● PAGE:
Steve just needs PT to show what he can do. On the Rockets everyone ahead of him was leagues better defensively. He was behind Scola, Hayes, Landry, & Battier on the Rockets.

He did really well when they sent him down to the Dleague last year. He came back with confidence and played well for a few weeks getting some PT. That's when he kept the streak alive just before the all star break.

If he can get some time on the court to work out the kinks in his defense and get free to shoot those open threes on offense he will be a good 15-20 min rotational player.


----------



## PAIDNFULL23 (Jul 9, 2005)

He has just as many game winning shots as Brand has. Just for that reason it is a good pickup.

But seriously, all the Rockets fans talk about how pure of a shooter he is and if he can be our new Pike then I'll be more than happy.


----------



## yamaneko (Jan 1, 2003)

> i think your being too negative
> remember the clippers could have just stood still after the elton crap but they are trying and bringing in some names . . .

(Stored entries)
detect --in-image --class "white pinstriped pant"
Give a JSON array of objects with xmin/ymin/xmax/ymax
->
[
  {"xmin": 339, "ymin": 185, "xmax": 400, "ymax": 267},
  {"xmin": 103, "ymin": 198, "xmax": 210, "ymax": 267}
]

● WRITTEN EXERCISE 1: Scale the stored entries by writing out every row again, requests included, with each xmin, ymin, xmax and ymax value in the answers multiplied by 2.4 and rounded to a whole number, halves rounded up. Leave the requests and their format samples unchanged.
● WRITTEN EXERCISE 2: Pick up the basketball forum thread and continue it from its last line.
The forum thread and the stored entries come from unrelated sources.

● TASK OUTPUT 1:
detect --in-image --class "white pinstriped pant"
Give a JSON array of objects with xmin/ymin/xmax/ymax
->
[
  {"xmin": 814, "ymin": 444, "xmax": 960, "ymax": 641},
  {"xmin": 247, "ymin": 475, "xmax": 504, "ymax": 641}
]

● TASK OUTPUT 2:
Thats what im saying, lets bring in the NAMES. Not the NO names. Im fine with the baron davis deal, loved the rikcy davis and camby deals, but why waste time downgrading our team with guys like novak, davis (if we resign), and skinner at the expense of guys who did fine for us last year. 



> He has just as many game winning shots as Brand has. Just for that reason it is a good pickup.


Actually he has MORe game winning shots as brand has: 1 to zero steve has him beat


----------



## HayesFan (Feb 16, 2006)

Every player with a "name" started out like everyone else. Saying you want to bring in names is just silly. You want to bring in people who can compliment your team and make them successful, not make them more popular.


----------



## Spaceman Spiff (Aug 2, 2006)

I wish you guys took Luther Head instead.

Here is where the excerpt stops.